▸ **SELECTED TEXT**:
* BEGIN *

"Agglomerative Clustering"

Question

Hi everyone,

i was trying to cluster sentences using Rapidminer's Kmeans algorithm, that was alright. But now my question is, is it possible to give a precomputed sentence to sentence similarity matrix to the Agglomerative clustering? I want to calculate the similarities between sentence using the Wordnet similarity functions and then I want to build the clusters using Agglomerative clustering.

Thanks a lot!

Best Regards,
Cris

dynera · Answer

Hi Christina,

Would you consider posting the steps you used to extend the agglomerative cluster with the distance measure?

Thanks,

Paul

land · Answer

Hi Cristina,
the RapidMiner 4.6 is available in our SVN repository on SourceForge, otherwise you could download the source code at sf.net directly.

Converting to RapidMiner 5.0 is always worth the effort, but if you are on time pressure, I wouldn't do it if not necessary. It's a little bit time consuming. 
But I'm very interested in your work and the results. In which language do you write your thesis?

Greetings,
  Sebastian

mscrissy · Answer

Hi Sebastian!

Thanks a lot for your answer.

Actually I'm writing my master thesis and I use rapidminer for clustering semantically similar sentences. I finally managed to add my own similarity measure and use it with Agglomerative clustering. And it seems that it works correctly, but I still have to do some more tests. So what I have achieved is for example if I have the following two sentences : "Supervise client in CV writing" and "Help client writing a curriculum vitae" will be in the same cluster. The similarity matrix contains the similarity scores among all sentence and the similarity score is calculated based on the similarity measures from Wordnet. I'm still using the RM 4.4, because i could not find the RM 4.6 version. Could you please tell me from where could I check it out, or would it be better to use RM 5.0? Is the text mining plug-in working there?

Best Regards,
Cristina

* END *

▸ **GIVEN INFORMATION**:

* BEGIN *

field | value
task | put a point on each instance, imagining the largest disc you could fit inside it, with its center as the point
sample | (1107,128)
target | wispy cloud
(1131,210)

* END *

▸ **ACTIONS TO TAKE**:
a) Translate this sentence from the agglomerative clustering thread into Spanish: "Converting to RapidMiner 5.0 is always worth the effort, but if you are on time pressure, I wouldn't do it if not necessary."
b) Answer these questions from the agglomerative clustering thread:
(i) Which RapidMiner algorithm did the opening post use to cluster sentences without trouble?
(ii) According to Sebastian, where is RapidMiner 4.6 available?
(iii) Which RapidMiner version is Cristina still using?
c) From the agglomerative clustering thread, copy the passage that begins at the words "i was trying" and stops after "Thanks a lot!".

▸ **WORKED SOLUTIONS**:
a) Pasar a RapidMiner 5.0 siempre vale la pena, pero si tienes poco tiempo, yo no lo haría si no es necesario.

b)
(i) The Kmeans algorithm.
(ii) In the SVN repository on SourceForge. The source code can also be downloaded directly at sf.net.
(iii) RM 4.4.

c)
i was trying to cluster sentences using Rapidminer's Kmeans algorithm, that was alright. But now my question is, is it possible to give a precomputed sentence to sentence similarity matrix to the Agglomerative clustering? I want to calculate the similarities between sentence using the Wordnet similarity functions and then I want to build the clusters using Agglomerative clustering.

Thanks a lot!